DIRECTIONS FOR THIS TASK> What is needed is the whole of the data, set down exactly.

•••

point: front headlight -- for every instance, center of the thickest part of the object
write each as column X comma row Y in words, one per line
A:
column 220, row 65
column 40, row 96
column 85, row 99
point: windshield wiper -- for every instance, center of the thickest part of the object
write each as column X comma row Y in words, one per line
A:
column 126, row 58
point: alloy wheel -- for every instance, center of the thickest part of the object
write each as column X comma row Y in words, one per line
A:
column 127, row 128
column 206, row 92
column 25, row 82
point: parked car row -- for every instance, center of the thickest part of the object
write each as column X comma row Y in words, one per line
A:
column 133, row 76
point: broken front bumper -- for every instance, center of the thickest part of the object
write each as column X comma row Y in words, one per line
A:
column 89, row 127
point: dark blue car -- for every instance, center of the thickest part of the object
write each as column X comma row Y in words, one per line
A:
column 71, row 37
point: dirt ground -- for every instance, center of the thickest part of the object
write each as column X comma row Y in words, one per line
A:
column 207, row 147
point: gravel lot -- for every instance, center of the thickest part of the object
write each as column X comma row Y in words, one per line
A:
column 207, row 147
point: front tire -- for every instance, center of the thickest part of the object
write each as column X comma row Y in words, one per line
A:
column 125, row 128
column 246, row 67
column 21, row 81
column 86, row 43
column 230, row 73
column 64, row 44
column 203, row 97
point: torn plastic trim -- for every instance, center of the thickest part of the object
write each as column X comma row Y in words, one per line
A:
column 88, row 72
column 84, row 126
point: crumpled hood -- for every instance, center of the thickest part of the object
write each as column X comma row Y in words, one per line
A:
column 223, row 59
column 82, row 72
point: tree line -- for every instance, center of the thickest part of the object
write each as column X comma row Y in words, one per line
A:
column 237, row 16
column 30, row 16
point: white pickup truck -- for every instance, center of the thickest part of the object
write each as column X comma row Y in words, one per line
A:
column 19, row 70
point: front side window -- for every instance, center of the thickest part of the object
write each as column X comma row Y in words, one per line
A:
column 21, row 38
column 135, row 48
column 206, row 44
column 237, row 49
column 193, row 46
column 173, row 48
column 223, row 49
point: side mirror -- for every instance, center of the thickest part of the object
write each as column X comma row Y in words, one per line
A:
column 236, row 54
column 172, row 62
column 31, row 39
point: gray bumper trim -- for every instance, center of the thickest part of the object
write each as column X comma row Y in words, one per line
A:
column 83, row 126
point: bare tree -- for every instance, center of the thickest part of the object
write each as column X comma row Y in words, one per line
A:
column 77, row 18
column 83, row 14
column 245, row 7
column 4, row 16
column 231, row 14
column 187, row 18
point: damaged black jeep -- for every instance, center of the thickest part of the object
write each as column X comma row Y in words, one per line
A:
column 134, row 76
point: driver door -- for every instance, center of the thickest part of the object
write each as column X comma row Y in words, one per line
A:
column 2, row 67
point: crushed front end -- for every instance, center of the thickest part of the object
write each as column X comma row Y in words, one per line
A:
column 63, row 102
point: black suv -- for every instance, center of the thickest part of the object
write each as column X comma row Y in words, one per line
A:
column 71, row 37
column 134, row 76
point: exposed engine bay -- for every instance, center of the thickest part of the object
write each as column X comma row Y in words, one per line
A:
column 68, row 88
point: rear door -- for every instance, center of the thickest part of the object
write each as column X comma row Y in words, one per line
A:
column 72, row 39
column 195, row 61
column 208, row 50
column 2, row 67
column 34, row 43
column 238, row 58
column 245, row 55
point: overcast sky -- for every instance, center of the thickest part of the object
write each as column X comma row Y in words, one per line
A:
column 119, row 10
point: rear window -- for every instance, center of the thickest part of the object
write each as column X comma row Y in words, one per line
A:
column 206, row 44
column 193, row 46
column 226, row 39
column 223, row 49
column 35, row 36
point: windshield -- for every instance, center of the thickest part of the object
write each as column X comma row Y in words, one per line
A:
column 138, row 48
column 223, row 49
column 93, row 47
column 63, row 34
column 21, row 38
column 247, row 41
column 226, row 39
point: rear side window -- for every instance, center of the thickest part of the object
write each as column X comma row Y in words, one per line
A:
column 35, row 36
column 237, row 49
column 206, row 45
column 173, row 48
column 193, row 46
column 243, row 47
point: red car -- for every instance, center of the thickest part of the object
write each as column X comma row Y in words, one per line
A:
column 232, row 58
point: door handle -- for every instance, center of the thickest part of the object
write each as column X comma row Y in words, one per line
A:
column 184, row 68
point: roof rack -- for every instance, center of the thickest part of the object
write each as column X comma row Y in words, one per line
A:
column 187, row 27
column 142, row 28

•••

ANSWER>
point: front headlight -- for every instance, center of the thickest part of the object
write each as column X comma row Y in words, one per line
A:
column 220, row 65
column 40, row 96
column 85, row 99
point: windshield wiper -- for every instance, center of the thickest part of the object
write each as column X comma row Y in words, one per line
A:
column 126, row 58
point: alloy wheel -- for every instance, center of the thickest part of the object
write each as column X comma row Y in words, one per line
A:
column 127, row 128
column 206, row 92
column 25, row 82
point: parked car row -- for every instance, center of the thickest part of the object
write each as column X comma row Y in words, one per line
A:
column 133, row 76
point: broken front bumper -- for every instance, center of the thickest part of the object
write each as column X comma row Y in words, one per line
A:
column 89, row 127
point: dark blue car -- for every instance, center of the thickest part of the object
write each as column X comma row Y in words, one per line
A:
column 71, row 37
point: dirt ground -- for every instance, center of the thickest part of the object
write each as column X comma row Y in words, one per line
A:
column 207, row 147
point: gravel lot -- for every instance, center of the thickest part of the object
write each as column X comma row Y in words, one per line
A:
column 207, row 147
point: front tire -- for every instance, center of the thickest part of the object
write each as column X comma row Y in words, one per line
A:
column 125, row 128
column 246, row 67
column 21, row 81
column 86, row 43
column 230, row 73
column 64, row 44
column 203, row 97
point: torn plastic trim -- for every instance, center of the thickest part of the object
write each as column X comma row Y in words, one per line
A:
column 88, row 72
column 84, row 126
point: crumpled hood -- for every instance, center of the thickest part of the object
write each as column X comma row Y in words, one per line
A:
column 223, row 59
column 82, row 72
point: tree line -- for every instance, center of the thickest part of the object
write each as column X comma row Y in words, one per line
A:
column 237, row 16
column 30, row 16
point: white pickup truck -- for every instance, center of the thickest part of the object
write each as column X comma row Y in words, one per line
A:
column 19, row 70
point: front side window -- for every instance, center of the thickest part of the object
write each as column X comma row Y in words, one per line
A:
column 21, row 38
column 135, row 48
column 206, row 44
column 237, row 49
column 193, row 46
column 173, row 48
column 223, row 49
point: side mirror -- for every instance, center of the thickest part of the object
write each as column X comma row Y in words, one per line
A:
column 236, row 54
column 172, row 62
column 31, row 39
point: gray bumper trim -- for every instance, center of the thickest part of the object
write each as column X comma row Y in words, one per line
A:
column 83, row 126
point: bare tree -- for every instance, center of the thickest part of the object
write each as column X comma row Y in words, one per line
A:
column 77, row 18
column 83, row 14
column 245, row 7
column 4, row 16
column 231, row 14
column 187, row 18
point: damaged black jeep -- for every instance, center of the thickest part of the object
write each as column X comma row Y in words, one per line
A:
column 134, row 76
point: driver door -- for every instance, center of the thickest part of the object
write each as column X comma row Y in words, one per line
A:
column 2, row 67
point: crushed front end -- for every instance, center of the thickest part of the object
write each as column X comma row Y in words, one per line
A:
column 63, row 102
point: black suv -- for every instance, center of the thickest part of the object
write each as column X comma row Y in words, one per line
A:
column 71, row 37
column 134, row 76
point: exposed engine bay -- for every instance, center of the thickest part of the object
write each as column X comma row Y in words, one per line
A:
column 68, row 88
point: rear door -- for every instance, center of the thickest part of the object
write each as column X comma row Y in words, one per line
A:
column 72, row 39
column 195, row 61
column 208, row 50
column 2, row 67
column 34, row 43
column 238, row 58
column 245, row 55
point: overcast sky -- for every instance, center of the thickest part of the object
write each as column X comma row Y in words, one per line
A:
column 119, row 10
point: rear window -- for every instance, center of the thickest part of the object
write each as column X comma row Y in words, one per line
A:
column 206, row 44
column 193, row 46
column 226, row 39
column 223, row 49
column 35, row 36
point: windshield -- for every instance, center of the thickest part of the object
write each as column X comma row Y in words, one per line
A:
column 138, row 48
column 223, row 49
column 93, row 47
column 63, row 34
column 21, row 38
column 247, row 41
column 226, row 39
point: rear side window -- for every instance, center of the thickest part of the object
write each as column X comma row Y in words, one per line
A:
column 35, row 36
column 237, row 49
column 206, row 45
column 173, row 48
column 193, row 46
column 243, row 47
point: red car -- for every instance, center of the thickest part of the object
write each as column X comma row Y in words, one per line
A:
column 232, row 58
point: door handle -- for every instance, center of the thickest part of the object
write each as column X comma row Y in words, one per line
A:
column 184, row 68
point: roof rack -- for every instance, center of the thickest part of the object
write each as column X comma row Y in words, one per line
A:
column 187, row 27
column 142, row 28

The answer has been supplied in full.